## What this exercise asks:
• 1. In the article on Stephanie Walker's retirement, why can St. Stephen's Preschool keep its tuition at an amount parents can afford? Answer in one to three sentences.
• 2. Answer these questions from the article on Stephanie Walker's retirement.
(a) How many years did Walker hold the position of director of the preschool?
(b) What did Walker major in at college?
(c) Which two visitors came to share their knowledge with the children this year?
• 3. In the article on Stephanie Walker's retirement, rewrite the paragraph beginning "“Having a wonderful preschool takes some outside support" as a short list, keeping its main facts.

## Study text:

══════

Walker retires from St. Stephen’s Preschool
For 29 years, little astronauts and skydivers have been welcomed to St. Stephen’s Preschool by the smiling face of Stephanie Walker.
Last week, Walker made her last greeting to the students as she enters into the world of the retired leaving her 21-year position as director of the preschool.
“My life has been blessed by each and every child at St. Stephen’s,” Walker said. “But change is good. I am looking forward to having the freedom to make new choices.”
The choices for Walker have always been plentiful, as she has made an impact in several groups and organizations, becoming a well-known and respected part of the Brewton community.
“People keep asking what I am going to do,” Walker said. “I still have responsibilities for the Greater Brewton Foundation, the Christmas Project, Arts Council, and some things at church. I also have a long list of volunteer activities that I’m considering but never had the time for previously. I work best when I love what I’m doing, so that’s what I’m trying to figure out. “
Walker said her personal life might be most benefited from the changes coming with retirements.
“I know I will be more consistent with my exercise,” Walker said. “I need this body to last me a long time. I will try to spend more time with my husband, my mother, daughter and granddaughter.. I am fortunate to have this opportunity.”
Walker said her time at the preschool has been possible due to the support from the leaders and congregation members of St. Stephen’s Episcopal Church as well as the community itself.
“Having a wonderful preschool takes some outside support and funding,” Walker said. “ St. Stephen’s Episcopal Church covers a large portion of the operating expenses of the preschool and that’s why we’re able to keep tuition at an amount parents can afford. The church members have also been very supportive of the scholarship fund that St. Stephen’s Preschool has. This financial reserve made it possible for me to reach out to families in need who might not have been able to afford the preschool experience for their child.”
Those experiences have varied over the years but typically consist of in-class learning as well as adventures outside the classroom, Walker said.
“This year we have been unable to have field trips (that I believe are an integral part of learning),” Walker said. “But fortunately, we had wonderful visitors like Kelly Rexroat of 4H and Adam Gassner from Gassner Construction who came to share their knowledge with the children. In previous years, however, we have been fortunate that local businesses like Marvin’s and Swift Supply, the airport, the post office, the hospital, Southern Pine, the YMCA, Peach farm, the band rooms of T.R. Miller and W. S. Neal, the Fire Station and the library worked with us to broaden the horizons of our three and four year olds. That is a big undertaking; for adults not used to teaching young children, preschoolers can be intimidating.”
Walker said her love of educating young children came naturally to her, even if her mother suggested a different career path.
“When my mom, a teacher, sent us to college, she told us we could major in anything but education, Walker said. “My sister and I have always loved children but we were obedient. I majored in Political Science and Business Management; she majored in Marketing. We both ended up working with students in some form. I was fortunate that my friends encouraged me to teach music at preschool and I was hooked.”
That hook was all it took for Walker to become engaged by the inquisitive minds of young children. The opportunity to be involved in preschool education at St. Stephen’s was a natural undertaking, she said.
“Amazingly, I loved teaching myself new crazy songs to sing with preschoolers,” Walker said. “After several years of watching turnover at the Director’s position, I decided I would apply for the job. They didn’t hire me the first time I applied. None of us is guaranteed a smooth path in life. After the person they hired, quit in a year, my friends encouraged me to apply again. That was 21 years ago and every day since then has been a great learning experience for me.”
Walker said there comes a time when “you know it’s time” and she is moving into that phase of life.
“I am going to miss answering crazy questions, building elaborate block structures and singing silly songs,” Walker said. “I will miss meeting new families every year that I never would have had the opportunity to know otherwise. I will miss filling in for the teachers when they need a sub. Children are amazing human beings and everything they do is fascinating to me.”
Though retirement seems like the next logical step for Walker, she said hasn’t made the decision easily or quickly.
“God and I have been in discussion for several months now about what that will look like,” Walker said. “I know it will be another great adventure.”

══════

## Extracted data:
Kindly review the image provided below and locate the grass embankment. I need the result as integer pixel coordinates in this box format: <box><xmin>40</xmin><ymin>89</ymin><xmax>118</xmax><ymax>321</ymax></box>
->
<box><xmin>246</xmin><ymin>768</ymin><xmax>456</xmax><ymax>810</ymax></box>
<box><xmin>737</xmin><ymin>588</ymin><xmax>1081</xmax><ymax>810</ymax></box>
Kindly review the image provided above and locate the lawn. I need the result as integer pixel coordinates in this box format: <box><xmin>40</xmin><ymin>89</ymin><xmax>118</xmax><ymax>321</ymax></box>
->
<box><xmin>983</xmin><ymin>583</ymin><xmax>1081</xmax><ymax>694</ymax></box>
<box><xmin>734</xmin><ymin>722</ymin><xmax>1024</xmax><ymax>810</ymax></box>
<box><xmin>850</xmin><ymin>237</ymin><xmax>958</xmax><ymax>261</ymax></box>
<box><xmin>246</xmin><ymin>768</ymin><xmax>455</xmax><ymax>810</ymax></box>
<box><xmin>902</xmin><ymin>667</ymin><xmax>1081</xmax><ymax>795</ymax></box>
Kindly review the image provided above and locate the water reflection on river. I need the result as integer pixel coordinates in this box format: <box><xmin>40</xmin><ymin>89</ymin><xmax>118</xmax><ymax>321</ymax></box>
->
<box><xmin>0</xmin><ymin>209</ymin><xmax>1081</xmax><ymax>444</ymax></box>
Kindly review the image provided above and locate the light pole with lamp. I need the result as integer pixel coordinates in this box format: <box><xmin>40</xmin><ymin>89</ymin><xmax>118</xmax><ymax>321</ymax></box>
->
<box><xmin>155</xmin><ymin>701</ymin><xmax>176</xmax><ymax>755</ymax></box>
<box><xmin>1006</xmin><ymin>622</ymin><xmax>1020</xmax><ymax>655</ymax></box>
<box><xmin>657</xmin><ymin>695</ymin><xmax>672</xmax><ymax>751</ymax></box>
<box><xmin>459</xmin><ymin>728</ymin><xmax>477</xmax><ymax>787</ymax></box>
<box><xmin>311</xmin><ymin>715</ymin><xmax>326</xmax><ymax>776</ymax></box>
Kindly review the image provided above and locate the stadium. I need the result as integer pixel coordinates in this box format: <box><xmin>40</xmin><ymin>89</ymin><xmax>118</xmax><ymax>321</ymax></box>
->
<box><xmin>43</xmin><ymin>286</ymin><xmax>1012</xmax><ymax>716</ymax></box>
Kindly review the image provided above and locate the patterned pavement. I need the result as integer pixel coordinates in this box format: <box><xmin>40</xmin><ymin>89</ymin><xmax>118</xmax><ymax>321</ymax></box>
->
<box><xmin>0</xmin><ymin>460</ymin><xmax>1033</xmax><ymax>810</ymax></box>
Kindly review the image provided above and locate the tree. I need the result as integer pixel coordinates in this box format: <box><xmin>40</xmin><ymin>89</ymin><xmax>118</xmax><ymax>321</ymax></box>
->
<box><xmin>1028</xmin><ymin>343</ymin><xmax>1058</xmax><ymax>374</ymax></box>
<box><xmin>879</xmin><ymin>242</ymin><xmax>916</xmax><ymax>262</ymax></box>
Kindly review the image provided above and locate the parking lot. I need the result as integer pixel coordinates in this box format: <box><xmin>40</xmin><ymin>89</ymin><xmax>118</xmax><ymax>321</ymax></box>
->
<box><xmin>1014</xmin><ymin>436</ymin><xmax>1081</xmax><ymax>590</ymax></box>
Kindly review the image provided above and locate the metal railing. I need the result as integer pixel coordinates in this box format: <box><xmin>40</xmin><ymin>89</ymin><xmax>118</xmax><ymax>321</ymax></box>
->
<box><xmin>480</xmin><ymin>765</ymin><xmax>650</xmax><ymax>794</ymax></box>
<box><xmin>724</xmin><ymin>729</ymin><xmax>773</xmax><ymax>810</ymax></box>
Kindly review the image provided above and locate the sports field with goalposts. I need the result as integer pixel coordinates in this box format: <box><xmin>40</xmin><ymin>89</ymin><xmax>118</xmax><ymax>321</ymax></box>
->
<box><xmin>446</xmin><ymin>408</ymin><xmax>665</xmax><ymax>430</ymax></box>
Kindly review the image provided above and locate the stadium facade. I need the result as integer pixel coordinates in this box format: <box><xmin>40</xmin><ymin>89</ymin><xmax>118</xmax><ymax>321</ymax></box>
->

══════

## Answers to the exercises:
• 1. Tuition stays affordable because St. Stephen's Episcopal Church covers a large portion of the preschool's operating expenses.

• 2.
(a) 21 years.
(b) Political Science and Business Management.
(c) Kelly Rexroat of 4H and Adam Gassner from Gassner Construction.

• 3.
- A wonderful preschool needs outside support and funding.
- St. Stephen's Episcopal Church covers a large portion of the preschool's operating expenses, which keeps tuition affordable for parents.
- Church members have strongly supported the preschool's scholarship fund.
- This financial reserve let Walker reach out to families in need who might not otherwise have afforded preschool for their child.